• Work to be completed:
Transcribe all of the entries, matching each one exactly.

(Collected data)

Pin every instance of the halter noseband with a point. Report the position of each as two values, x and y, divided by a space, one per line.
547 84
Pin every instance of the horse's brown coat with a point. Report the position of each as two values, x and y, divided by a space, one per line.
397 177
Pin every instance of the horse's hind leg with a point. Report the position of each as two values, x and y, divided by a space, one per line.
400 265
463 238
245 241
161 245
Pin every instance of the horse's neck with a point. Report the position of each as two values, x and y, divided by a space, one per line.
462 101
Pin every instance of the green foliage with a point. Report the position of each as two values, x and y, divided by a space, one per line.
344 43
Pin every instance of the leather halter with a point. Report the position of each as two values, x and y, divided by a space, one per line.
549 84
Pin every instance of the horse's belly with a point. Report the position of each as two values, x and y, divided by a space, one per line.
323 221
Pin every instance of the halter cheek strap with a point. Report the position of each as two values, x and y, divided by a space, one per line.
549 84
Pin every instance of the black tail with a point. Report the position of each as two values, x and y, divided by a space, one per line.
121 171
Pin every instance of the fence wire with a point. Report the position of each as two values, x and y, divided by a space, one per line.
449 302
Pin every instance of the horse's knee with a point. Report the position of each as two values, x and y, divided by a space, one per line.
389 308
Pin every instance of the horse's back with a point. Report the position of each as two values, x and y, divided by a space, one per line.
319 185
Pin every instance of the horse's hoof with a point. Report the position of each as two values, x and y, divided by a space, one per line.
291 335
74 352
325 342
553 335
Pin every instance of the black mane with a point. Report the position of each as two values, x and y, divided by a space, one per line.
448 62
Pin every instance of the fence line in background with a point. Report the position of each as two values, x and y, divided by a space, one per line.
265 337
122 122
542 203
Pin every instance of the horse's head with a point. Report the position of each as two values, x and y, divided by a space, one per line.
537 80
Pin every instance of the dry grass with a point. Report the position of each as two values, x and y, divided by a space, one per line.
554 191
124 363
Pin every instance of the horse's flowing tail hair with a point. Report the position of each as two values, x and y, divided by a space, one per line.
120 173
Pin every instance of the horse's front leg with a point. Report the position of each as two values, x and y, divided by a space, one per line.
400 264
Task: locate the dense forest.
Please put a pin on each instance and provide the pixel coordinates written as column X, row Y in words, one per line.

• Reply:
Pin every instance of the halter noseband with a point. Report the position of each as two values, x and y, divided by a space, one per line.
547 84
Pin every instance of the horse's brown coat with a point. Report the position of each as two values, x and y, divided by a space, one per line.
397 177
Pin every instance of the horse's hind leg with a point. Report the position of each as two values, x and y, divided by a space, one per line.
400 265
463 238
245 241
161 245
Pin every instance of the horse's neck with a point. Report the position of each as two values, x and y, divided by a space, one per line.
462 101
Pin every instance of the green foliage with a point. Report the position of each as two values, x and y, divided by a space, one per line.
344 43
Pin every instance of the leather halter with a point. Report the position of each as two values, x and y, divided by a space, one per line.
549 84
Pin every instance of the horse's belly with a point. Report the position of each as two values, x and y, divided by a space, one per line.
323 221
Pin every instance of the halter cheek strap with a point. Report the position of each as two values, x and y, divided by a space, one per line.
549 84
Pin every instance of the black tail with a point. Report the position of each as two values, x and y, divided by a space, one per line.
121 171
Pin every instance of the fence wire with a point. Report the position of each as two values, x and y, divided by a space, one per line.
449 302
Pin every instance of the horse's knee with a point. Report the position of each as two values, x and y, divided by a space, one per line.
389 308
Pin every instance of the horse's back with a point. Report the position of each as two values, x and y, divided by a space, one per line.
319 185
Pin every instance of the horse's hoof with a point. Report the position of each as two values, x and y, divided by a space, one per line.
291 335
74 352
325 342
553 335
Pin every instance of the black mane with a point. Report the position of each as two values, x and y, divided by a space, one per line.
448 62
Pin every instance of the fence line in background with a point. Report the position of each as two values, x and y, divided by a space, one per line.
265 337
122 122
542 203
Pin every instance of the horse's head with a point. Report the position of each as two values, x and y, divided by a space, one per line.
537 80
Pin every instance of the dry grass with a point. Report the position of each as two values, x and y, divided by a space, one per line.
554 191
124 363
Pin every instance of the horse's flowing tail hair with a point. Report the position of each as two values, x and y, divided by a space, one per line.
120 173
Pin every instance of the horse's front leg with a point. Report the position of each as two values, x and y, divided by a space, one per line.
400 264
Task: locate the dense forest.
Please put a pin on each instance and provide the pixel coordinates written as column X, row Y in words, one per line.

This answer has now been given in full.